| REQUIREMENT |
Output the opening lines of the records exactly. End with the line that contains "blue sky gradient".

| DATA SHOWN |
+++++
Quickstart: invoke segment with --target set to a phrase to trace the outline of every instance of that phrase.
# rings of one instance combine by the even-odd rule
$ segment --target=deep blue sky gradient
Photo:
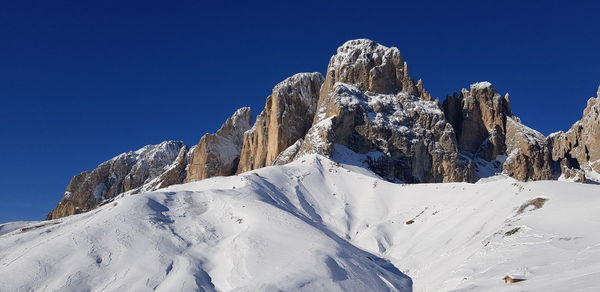
[[[396,46],[436,97],[488,80],[548,134],[600,84],[596,1],[2,1],[0,222],[163,140],[195,144],[346,40]]]

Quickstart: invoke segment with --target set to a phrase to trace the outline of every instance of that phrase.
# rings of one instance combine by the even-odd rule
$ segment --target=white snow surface
[[[15,224],[0,291],[600,289],[597,185],[393,184],[308,155]]]
[[[15,221],[15,222],[8,222],[8,223],[0,224],[0,235],[6,234],[6,233],[11,233],[17,229],[21,229],[32,223],[37,223],[37,222],[35,222],[35,221]]]

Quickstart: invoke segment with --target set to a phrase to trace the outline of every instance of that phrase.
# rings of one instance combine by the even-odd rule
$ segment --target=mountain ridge
[[[220,146],[236,149],[228,151],[227,165],[215,155],[219,147],[211,146],[212,154],[202,150],[208,149],[207,138],[220,137],[219,130],[178,159],[162,176],[169,179],[143,189],[281,165],[311,153],[331,158],[336,145],[377,153],[364,156],[366,167],[396,182],[475,182],[495,173],[522,181],[594,182],[600,179],[598,99],[600,88],[580,121],[545,137],[523,125],[508,94],[500,95],[490,82],[473,83],[443,102],[432,100],[423,82],[410,77],[397,48],[350,40],[331,57],[325,77],[299,73],[276,85],[253,125],[249,108],[244,110],[243,126],[228,131],[236,138]],[[88,181],[95,189],[110,188],[95,177]],[[48,219],[92,209],[116,195],[98,199],[94,188],[81,190],[77,197],[87,199],[78,203],[63,197]]]

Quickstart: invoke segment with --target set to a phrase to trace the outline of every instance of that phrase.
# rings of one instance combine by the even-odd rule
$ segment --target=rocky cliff
[[[299,73],[277,84],[252,129],[244,134],[238,173],[272,165],[312,124],[321,73]]]
[[[366,155],[364,163],[389,180],[474,180],[437,101],[410,78],[397,48],[371,40],[346,42],[331,58],[297,156],[333,157],[338,146]]]
[[[206,134],[191,153],[185,182],[213,176],[235,174],[238,169],[243,136],[250,128],[249,107],[238,109],[214,134]]]
[[[447,97],[442,106],[462,153],[488,161],[506,153],[506,118],[512,116],[508,95],[479,82]]]
[[[544,135],[521,124],[517,117],[507,117],[505,174],[522,181],[553,179],[550,152]]]
[[[550,135],[549,143],[561,173],[572,176],[573,169],[600,173],[600,87],[596,97],[588,100],[581,120],[567,132]]]
[[[78,214],[125,192],[139,192],[181,183],[185,177],[188,147],[179,141],[148,145],[118,155],[71,179],[47,219]]]
[[[491,83],[472,84],[448,96],[444,114],[456,133],[461,155],[474,161],[478,177],[503,172],[519,180],[552,179],[549,144],[513,115],[508,94]]]
[[[235,174],[243,133],[250,128],[251,119],[250,108],[241,108],[216,133],[204,135],[192,148],[183,142],[166,141],[123,153],[82,172],[71,179],[47,219],[89,211],[123,193]]]

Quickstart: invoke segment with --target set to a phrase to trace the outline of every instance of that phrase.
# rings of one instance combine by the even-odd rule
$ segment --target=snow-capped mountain
[[[395,184],[358,167],[350,152],[337,158],[350,164],[309,155],[121,195],[79,215],[1,225],[0,290],[600,287],[597,185],[503,175]],[[505,284],[507,275],[526,281]]]
[[[397,48],[351,40],[331,57],[325,77],[299,73],[277,84],[253,126],[250,108],[238,109],[189,151],[182,145],[174,165],[142,163],[150,176],[135,167],[129,173],[129,160],[115,157],[75,176],[48,219],[91,210],[126,191],[282,165],[307,154],[332,158],[335,145],[363,154],[366,167],[394,182],[475,182],[495,173],[522,181],[600,181],[599,99],[589,100],[568,132],[547,138],[523,125],[508,94],[491,83],[432,100]],[[107,169],[115,161],[118,167]]]
[[[395,47],[325,72],[0,225],[0,291],[600,289],[600,89],[545,137],[489,82],[433,99]]]

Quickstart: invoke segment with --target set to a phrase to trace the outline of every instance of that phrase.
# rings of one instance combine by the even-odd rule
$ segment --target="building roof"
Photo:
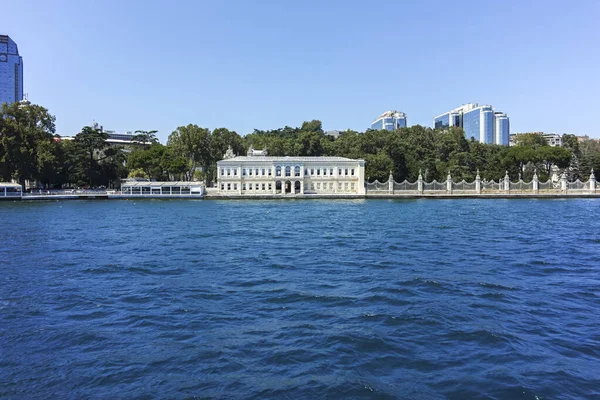
[[[151,181],[133,181],[123,182],[121,187],[169,187],[169,186],[203,186],[202,182],[191,181],[172,181],[172,182],[151,182]]]
[[[494,109],[494,107],[492,107],[489,104],[467,103],[467,104],[463,104],[460,107],[456,107],[453,110],[443,112],[440,115],[436,115],[435,117],[433,117],[433,119],[435,120],[436,118],[442,117],[442,116],[444,116],[446,114],[460,114],[460,113],[466,114],[469,111],[473,111],[473,110],[476,110],[478,108],[483,108],[483,107],[491,107],[492,110]],[[502,113],[502,114],[504,114],[504,113]]]
[[[272,162],[305,162],[305,161],[323,161],[323,162],[356,162],[364,161],[360,159],[352,159],[346,157],[302,157],[302,156],[238,156],[229,158],[227,160],[218,161],[222,162],[239,162],[239,161],[272,161]]]
[[[381,114],[379,117],[375,118],[373,124],[382,118],[406,118],[406,114],[402,111],[389,110]]]
[[[22,188],[18,183],[12,182],[0,182],[0,187],[14,187],[14,188]]]

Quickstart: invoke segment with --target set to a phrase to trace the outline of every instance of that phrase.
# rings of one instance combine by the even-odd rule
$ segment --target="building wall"
[[[467,140],[481,140],[481,112],[479,109],[463,114],[463,130]]]
[[[542,135],[546,143],[552,147],[562,147],[562,136],[557,133],[545,133]]]
[[[365,194],[364,161],[256,160],[232,158],[217,163],[218,192],[228,196]]]
[[[481,109],[481,140],[482,143],[494,143],[494,111],[491,107]]]
[[[406,114],[399,111],[386,111],[371,124],[371,129],[395,131],[407,126]]]
[[[496,132],[495,132],[495,144],[501,146],[508,146],[510,143],[510,125],[508,117],[496,116]]]
[[[377,121],[371,124],[371,129],[376,129],[378,131],[383,129],[383,119],[378,119]]]
[[[462,127],[462,115],[458,113],[450,113],[450,126]]]
[[[23,59],[17,44],[0,35],[0,103],[23,100]]]
[[[433,127],[435,129],[446,128],[450,126],[450,113],[442,114],[433,119]]]

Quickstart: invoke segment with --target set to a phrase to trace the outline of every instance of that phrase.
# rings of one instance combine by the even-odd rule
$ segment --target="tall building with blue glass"
[[[0,104],[23,100],[23,58],[17,44],[0,35]]]
[[[406,128],[406,114],[401,111],[386,111],[371,124],[371,129],[395,131]]]
[[[438,115],[433,119],[434,128],[457,126],[463,129],[467,139],[481,143],[508,146],[510,123],[505,113],[494,111],[489,105],[469,103]]]

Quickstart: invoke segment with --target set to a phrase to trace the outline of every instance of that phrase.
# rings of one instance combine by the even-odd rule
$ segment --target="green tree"
[[[315,131],[306,131],[300,133],[297,140],[296,151],[294,155],[319,157],[325,153],[322,141],[324,135]]]
[[[581,157],[579,140],[577,140],[577,136],[565,133],[562,135],[562,145],[565,149],[571,150],[575,157]]]
[[[302,127],[300,128],[300,131],[313,132],[322,135],[323,124],[318,119],[313,119],[312,121],[304,121],[302,123]]]
[[[234,154],[243,155],[246,153],[246,141],[235,131],[226,128],[217,128],[210,134],[210,162],[206,166],[203,179],[208,184],[216,179],[217,161],[221,160],[231,146]]]
[[[167,147],[160,143],[148,148],[137,148],[127,157],[127,166],[131,169],[141,169],[149,179],[168,180],[168,169],[164,164]]]
[[[0,176],[25,185],[51,162],[55,118],[47,109],[28,102],[4,103],[0,115]],[[41,165],[40,165],[41,163]]]
[[[394,161],[386,154],[367,154],[365,157],[365,176],[369,182],[375,179],[386,182],[393,169]]]
[[[565,169],[571,162],[572,153],[570,150],[562,147],[541,147],[537,150],[537,161],[540,169],[547,177],[550,175],[552,165]]]
[[[169,135],[167,145],[175,156],[184,157],[188,162],[187,180],[194,177],[198,168],[206,170],[212,161],[210,131],[198,125],[189,124],[178,127]]]
[[[188,162],[182,156],[176,156],[170,147],[166,147],[161,163],[169,180],[183,180],[188,170]]]
[[[129,170],[128,178],[143,178],[148,179],[148,174],[142,168],[135,168]]]
[[[527,147],[542,147],[548,146],[546,139],[540,134],[537,133],[522,133],[517,135],[515,141],[518,146],[527,146]]]
[[[37,178],[46,187],[60,186],[61,147],[58,142],[42,140],[38,143]]]
[[[158,138],[156,134],[158,131],[135,131],[135,135],[131,138],[132,141],[140,142],[143,144],[156,144],[158,143]]]
[[[84,126],[77,135],[75,135],[75,144],[81,153],[78,157],[78,168],[84,172],[86,180],[90,186],[99,181],[101,173],[99,162],[115,153],[114,149],[109,148],[106,142],[108,134],[100,129]],[[82,155],[85,154],[85,157]]]

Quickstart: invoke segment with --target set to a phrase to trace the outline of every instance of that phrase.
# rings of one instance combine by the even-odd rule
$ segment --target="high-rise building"
[[[406,128],[406,114],[401,111],[386,111],[371,124],[371,129],[395,131]]]
[[[23,100],[23,58],[17,44],[0,35],[0,104]]]
[[[495,112],[494,143],[508,145],[510,142],[510,122],[503,112]]]
[[[468,103],[433,119],[434,128],[457,126],[463,128],[467,139],[481,143],[508,146],[510,123],[503,112],[494,111],[489,105]]]

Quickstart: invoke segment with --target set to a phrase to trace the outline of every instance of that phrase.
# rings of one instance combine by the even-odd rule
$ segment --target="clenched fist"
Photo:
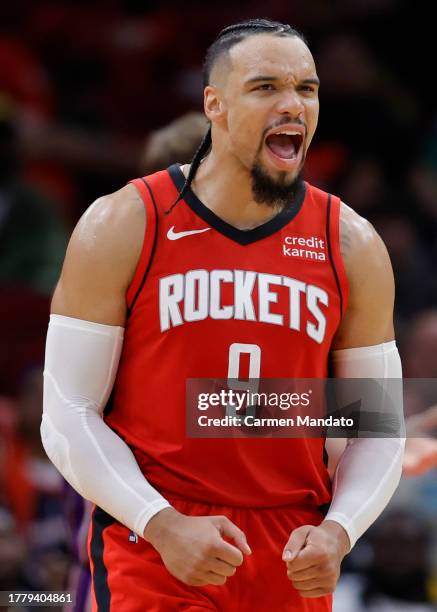
[[[349,549],[349,537],[343,527],[324,521],[318,527],[304,525],[295,529],[282,559],[287,576],[302,597],[321,597],[335,590],[341,562]]]
[[[243,563],[243,554],[251,554],[244,533],[225,516],[186,516],[174,508],[161,510],[149,521],[144,539],[159,552],[170,574],[191,586],[225,584]]]

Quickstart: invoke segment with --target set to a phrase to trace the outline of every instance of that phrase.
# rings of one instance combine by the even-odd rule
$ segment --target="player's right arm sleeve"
+++++
| FINAL ANSWER |
Quickstart: invoke segment with --target set to a phrase to trace the outline of every instance of that phrase.
# rings of one instance combine by the even-odd rule
$ segment --target=deep blue sky gradient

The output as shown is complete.